Information shown:

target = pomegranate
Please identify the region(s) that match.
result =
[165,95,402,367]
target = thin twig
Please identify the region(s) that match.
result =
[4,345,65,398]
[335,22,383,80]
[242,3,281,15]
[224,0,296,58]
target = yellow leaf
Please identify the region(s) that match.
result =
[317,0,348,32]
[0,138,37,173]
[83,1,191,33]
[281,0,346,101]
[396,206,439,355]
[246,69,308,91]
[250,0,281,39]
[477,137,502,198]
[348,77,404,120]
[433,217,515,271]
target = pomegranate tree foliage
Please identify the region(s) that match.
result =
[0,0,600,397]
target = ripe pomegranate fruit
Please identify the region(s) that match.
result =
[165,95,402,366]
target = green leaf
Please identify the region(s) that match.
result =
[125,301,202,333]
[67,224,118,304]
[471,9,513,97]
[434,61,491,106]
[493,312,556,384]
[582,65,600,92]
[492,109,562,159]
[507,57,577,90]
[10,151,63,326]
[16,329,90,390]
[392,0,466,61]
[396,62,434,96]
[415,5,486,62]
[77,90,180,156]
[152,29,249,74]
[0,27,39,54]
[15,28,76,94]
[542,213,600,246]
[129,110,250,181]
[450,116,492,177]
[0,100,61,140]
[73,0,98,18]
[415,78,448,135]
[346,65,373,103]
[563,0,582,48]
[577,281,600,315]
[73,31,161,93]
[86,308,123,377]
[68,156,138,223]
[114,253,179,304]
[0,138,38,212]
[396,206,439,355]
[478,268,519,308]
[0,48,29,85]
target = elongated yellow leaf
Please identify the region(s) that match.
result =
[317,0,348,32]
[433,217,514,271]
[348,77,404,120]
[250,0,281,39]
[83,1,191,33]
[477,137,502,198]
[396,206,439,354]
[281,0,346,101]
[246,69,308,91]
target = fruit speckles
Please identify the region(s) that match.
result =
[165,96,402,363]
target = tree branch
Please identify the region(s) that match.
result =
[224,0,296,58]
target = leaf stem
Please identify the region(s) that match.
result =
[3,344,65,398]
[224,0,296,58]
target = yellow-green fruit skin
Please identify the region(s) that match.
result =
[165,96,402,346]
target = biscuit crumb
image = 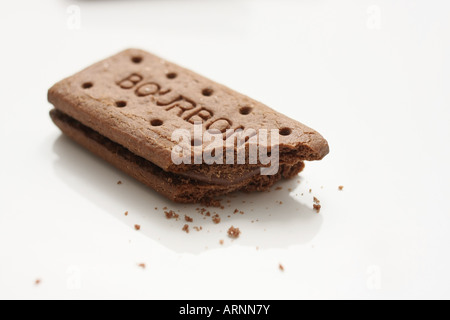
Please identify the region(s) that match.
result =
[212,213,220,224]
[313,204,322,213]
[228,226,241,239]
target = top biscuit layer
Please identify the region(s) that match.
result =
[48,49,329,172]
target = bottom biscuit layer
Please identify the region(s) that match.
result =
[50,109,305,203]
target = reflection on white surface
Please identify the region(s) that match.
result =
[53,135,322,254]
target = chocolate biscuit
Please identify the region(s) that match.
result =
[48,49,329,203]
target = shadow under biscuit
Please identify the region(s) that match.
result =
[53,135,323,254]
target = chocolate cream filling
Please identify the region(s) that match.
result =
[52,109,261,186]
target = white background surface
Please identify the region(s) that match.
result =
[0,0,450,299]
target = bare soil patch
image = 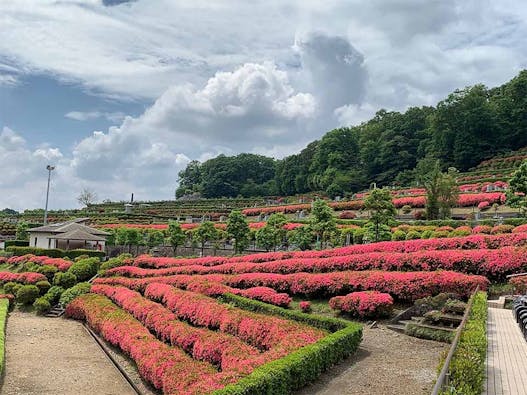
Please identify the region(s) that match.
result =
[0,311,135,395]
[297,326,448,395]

* * *

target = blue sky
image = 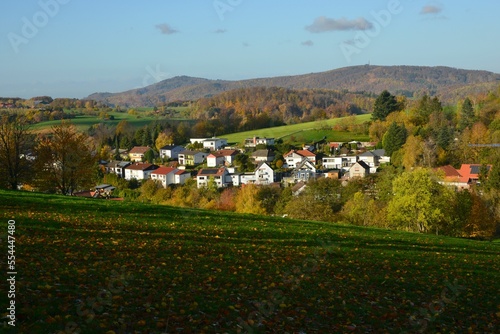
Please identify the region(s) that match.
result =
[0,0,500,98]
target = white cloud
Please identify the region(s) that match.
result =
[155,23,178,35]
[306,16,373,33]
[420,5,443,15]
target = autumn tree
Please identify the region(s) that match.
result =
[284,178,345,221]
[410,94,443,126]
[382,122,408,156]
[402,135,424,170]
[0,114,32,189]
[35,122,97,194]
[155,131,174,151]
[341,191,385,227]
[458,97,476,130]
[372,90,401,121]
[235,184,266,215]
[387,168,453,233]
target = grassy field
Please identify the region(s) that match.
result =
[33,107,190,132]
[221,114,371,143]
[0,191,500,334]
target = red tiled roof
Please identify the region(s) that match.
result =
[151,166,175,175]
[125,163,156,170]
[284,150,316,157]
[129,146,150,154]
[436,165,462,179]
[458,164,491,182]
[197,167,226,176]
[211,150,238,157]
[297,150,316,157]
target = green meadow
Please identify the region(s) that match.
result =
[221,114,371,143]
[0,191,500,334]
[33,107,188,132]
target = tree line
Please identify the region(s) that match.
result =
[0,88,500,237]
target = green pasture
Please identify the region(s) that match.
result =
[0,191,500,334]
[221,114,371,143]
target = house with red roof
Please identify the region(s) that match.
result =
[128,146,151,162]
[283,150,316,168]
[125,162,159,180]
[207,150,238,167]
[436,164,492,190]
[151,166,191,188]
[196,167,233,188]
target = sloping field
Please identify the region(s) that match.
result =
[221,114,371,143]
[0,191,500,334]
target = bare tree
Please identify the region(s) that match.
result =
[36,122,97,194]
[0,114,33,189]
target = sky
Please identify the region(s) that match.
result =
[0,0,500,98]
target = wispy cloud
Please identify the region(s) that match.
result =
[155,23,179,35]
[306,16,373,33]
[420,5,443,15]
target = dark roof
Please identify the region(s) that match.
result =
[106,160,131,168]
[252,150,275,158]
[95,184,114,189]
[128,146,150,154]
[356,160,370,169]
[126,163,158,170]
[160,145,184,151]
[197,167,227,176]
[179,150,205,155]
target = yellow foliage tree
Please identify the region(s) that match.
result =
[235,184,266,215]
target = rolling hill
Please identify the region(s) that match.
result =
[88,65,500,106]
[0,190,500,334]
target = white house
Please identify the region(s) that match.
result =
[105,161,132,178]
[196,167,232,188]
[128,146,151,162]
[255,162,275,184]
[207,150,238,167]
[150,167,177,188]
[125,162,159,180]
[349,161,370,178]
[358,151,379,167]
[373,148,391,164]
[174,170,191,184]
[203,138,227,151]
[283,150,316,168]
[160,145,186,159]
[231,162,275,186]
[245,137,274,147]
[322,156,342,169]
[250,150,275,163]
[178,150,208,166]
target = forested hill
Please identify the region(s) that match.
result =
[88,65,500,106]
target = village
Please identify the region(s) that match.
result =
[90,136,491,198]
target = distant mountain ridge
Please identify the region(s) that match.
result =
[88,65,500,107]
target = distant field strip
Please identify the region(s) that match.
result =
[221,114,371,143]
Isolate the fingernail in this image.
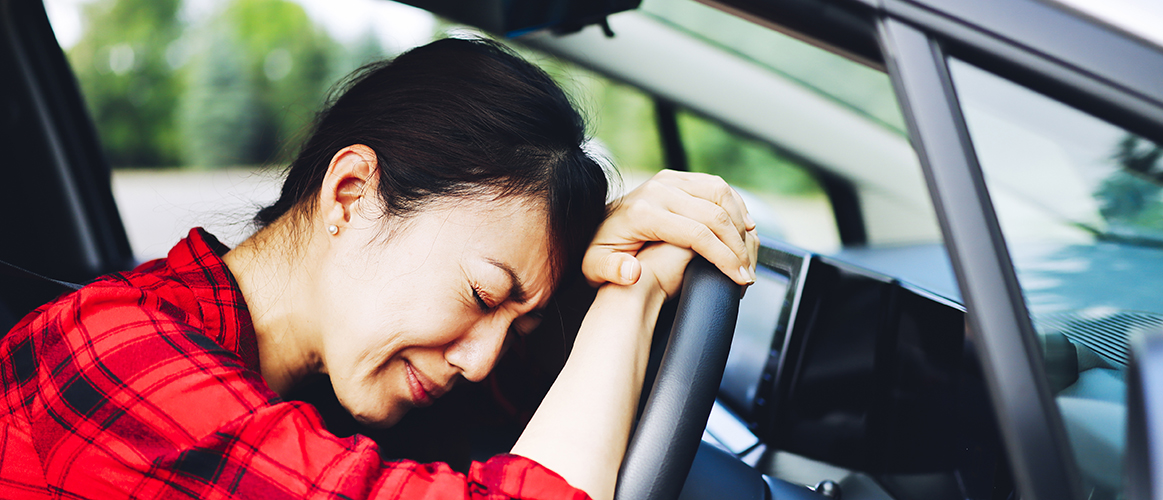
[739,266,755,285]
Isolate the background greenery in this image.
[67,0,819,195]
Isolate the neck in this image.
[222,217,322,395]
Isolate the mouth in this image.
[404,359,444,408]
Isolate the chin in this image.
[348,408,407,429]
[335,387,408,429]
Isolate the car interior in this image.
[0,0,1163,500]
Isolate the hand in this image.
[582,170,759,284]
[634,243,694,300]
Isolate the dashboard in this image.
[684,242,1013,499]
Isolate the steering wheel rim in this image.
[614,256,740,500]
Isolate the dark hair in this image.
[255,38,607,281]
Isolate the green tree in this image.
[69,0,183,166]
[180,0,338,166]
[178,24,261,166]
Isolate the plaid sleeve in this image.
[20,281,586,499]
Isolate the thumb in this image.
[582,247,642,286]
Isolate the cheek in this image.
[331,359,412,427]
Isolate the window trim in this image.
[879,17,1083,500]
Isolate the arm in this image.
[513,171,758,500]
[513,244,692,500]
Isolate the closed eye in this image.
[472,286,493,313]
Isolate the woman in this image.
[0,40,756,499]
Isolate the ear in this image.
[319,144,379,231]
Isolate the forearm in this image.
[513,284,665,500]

--

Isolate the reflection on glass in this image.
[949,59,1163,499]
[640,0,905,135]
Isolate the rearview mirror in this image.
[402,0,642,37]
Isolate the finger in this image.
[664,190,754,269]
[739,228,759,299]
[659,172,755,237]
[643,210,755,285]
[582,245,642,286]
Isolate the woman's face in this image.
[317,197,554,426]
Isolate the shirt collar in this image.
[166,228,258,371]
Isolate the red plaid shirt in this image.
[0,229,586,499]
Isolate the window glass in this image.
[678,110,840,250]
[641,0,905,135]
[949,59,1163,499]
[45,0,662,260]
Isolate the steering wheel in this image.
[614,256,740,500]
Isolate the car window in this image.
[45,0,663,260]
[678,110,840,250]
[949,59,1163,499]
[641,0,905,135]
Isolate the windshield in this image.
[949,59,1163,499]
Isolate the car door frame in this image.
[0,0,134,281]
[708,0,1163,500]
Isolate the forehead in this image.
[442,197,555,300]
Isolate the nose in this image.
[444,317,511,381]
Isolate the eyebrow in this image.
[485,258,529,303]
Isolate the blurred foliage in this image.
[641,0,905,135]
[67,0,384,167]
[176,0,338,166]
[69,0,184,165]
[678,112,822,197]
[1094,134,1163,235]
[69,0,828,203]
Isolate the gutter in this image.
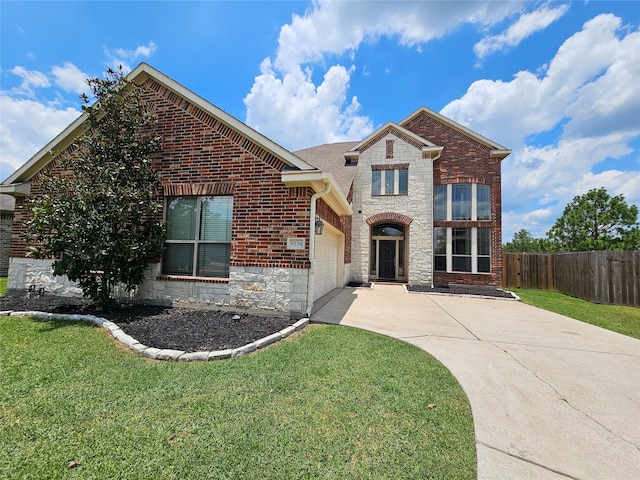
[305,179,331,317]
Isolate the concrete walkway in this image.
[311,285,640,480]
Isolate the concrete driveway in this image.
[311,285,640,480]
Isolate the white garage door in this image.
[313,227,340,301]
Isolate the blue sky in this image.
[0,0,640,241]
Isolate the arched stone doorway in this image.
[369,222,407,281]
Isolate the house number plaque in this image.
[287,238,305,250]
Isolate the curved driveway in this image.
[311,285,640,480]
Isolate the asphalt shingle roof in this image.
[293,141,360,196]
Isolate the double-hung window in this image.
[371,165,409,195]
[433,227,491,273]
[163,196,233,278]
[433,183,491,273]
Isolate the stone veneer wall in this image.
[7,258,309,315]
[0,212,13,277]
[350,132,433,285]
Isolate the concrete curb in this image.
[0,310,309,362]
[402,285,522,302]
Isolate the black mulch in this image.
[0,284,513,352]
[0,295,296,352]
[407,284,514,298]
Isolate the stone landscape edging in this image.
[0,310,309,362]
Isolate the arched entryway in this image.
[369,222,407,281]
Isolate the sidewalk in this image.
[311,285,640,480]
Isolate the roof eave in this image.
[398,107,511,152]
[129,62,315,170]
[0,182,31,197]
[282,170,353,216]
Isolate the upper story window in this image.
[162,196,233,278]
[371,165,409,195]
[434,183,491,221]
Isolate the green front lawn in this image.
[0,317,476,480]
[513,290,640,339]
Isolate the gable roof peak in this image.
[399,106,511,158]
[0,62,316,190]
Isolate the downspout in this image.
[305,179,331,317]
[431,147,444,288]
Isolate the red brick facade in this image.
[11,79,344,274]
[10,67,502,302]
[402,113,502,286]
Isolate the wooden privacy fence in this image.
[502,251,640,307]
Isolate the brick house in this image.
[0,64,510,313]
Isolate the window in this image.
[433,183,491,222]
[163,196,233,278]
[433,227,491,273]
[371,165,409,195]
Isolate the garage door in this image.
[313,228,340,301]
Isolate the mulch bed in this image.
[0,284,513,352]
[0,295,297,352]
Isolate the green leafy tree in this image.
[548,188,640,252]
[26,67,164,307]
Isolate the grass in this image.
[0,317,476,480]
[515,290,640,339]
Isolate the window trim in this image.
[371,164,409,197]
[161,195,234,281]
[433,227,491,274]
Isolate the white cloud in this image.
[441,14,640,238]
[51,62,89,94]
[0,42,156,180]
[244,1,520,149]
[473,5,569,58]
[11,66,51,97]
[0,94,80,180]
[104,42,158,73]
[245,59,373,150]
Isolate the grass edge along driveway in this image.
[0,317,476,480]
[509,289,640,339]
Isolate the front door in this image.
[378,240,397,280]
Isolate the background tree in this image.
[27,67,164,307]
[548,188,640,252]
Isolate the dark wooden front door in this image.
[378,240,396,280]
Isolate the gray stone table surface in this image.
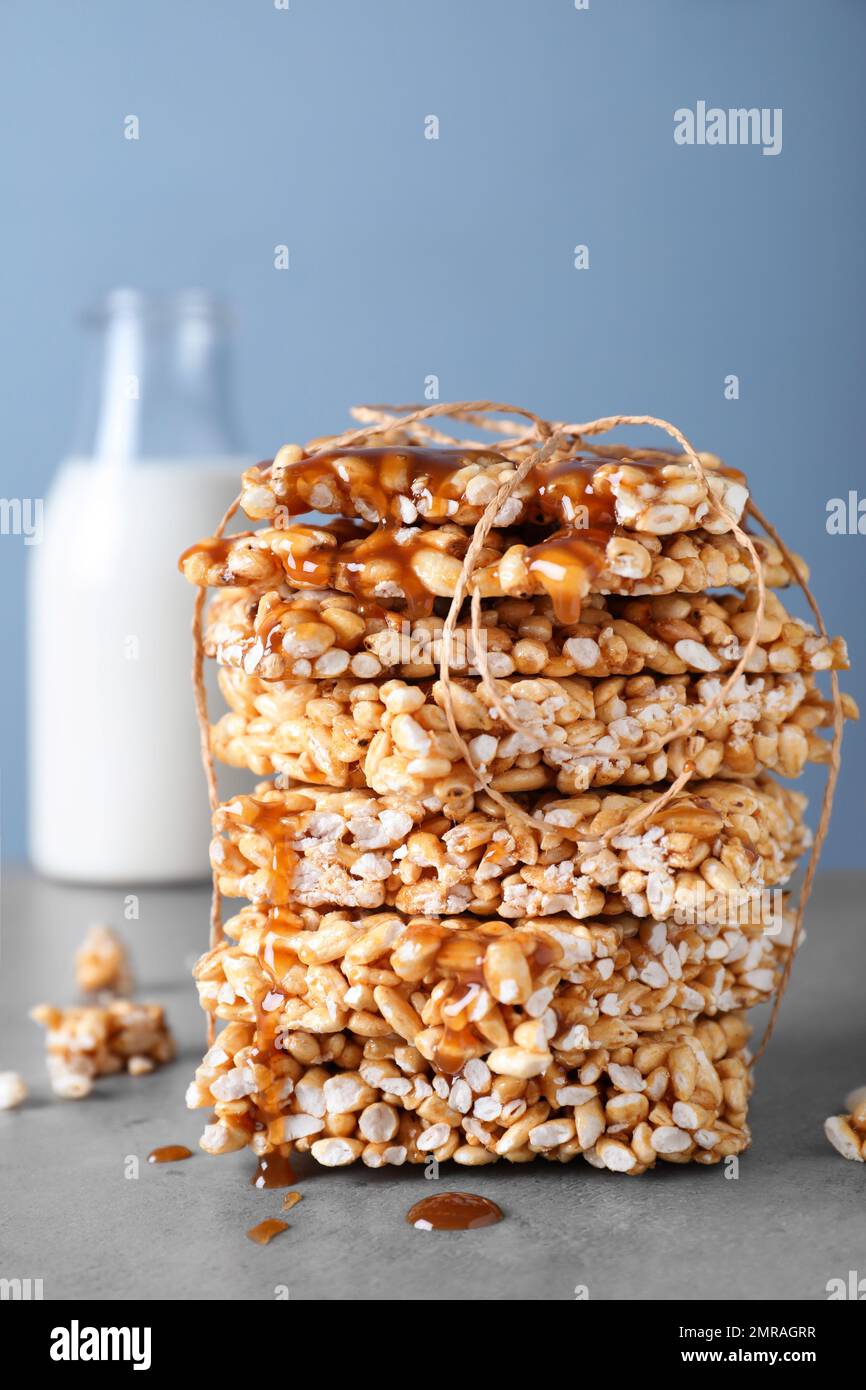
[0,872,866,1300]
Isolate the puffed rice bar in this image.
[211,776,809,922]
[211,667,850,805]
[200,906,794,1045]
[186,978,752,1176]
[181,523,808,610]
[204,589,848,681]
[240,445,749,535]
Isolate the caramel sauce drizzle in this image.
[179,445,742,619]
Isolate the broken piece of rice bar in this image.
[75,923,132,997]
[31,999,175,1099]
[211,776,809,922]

Aim of the exercise: Write out the items exactly, starting at the line that contains "Isolate the red brick facade in this image." and ending at the line that contains "[515,290,640,339]", with both of those lines included.

Full output:
Isolate the red brick facade in this image.
[11,79,344,274]
[10,67,502,302]
[402,113,502,286]
Isolate the wooden privacy fence in this image.
[502,251,640,307]
Isolate the brick house in this image.
[0,64,510,313]
Isolate the window in this image.
[433,183,491,222]
[163,196,233,278]
[433,227,491,273]
[371,165,409,195]
Isolate the garage door in this image.
[313,228,340,301]
Isolate the mulch bed in this image.
[0,284,513,352]
[0,295,297,352]
Isolate the green leafy tree in this image.
[548,188,640,252]
[26,67,164,307]
Isolate the grass in this image.
[0,317,476,480]
[515,290,640,339]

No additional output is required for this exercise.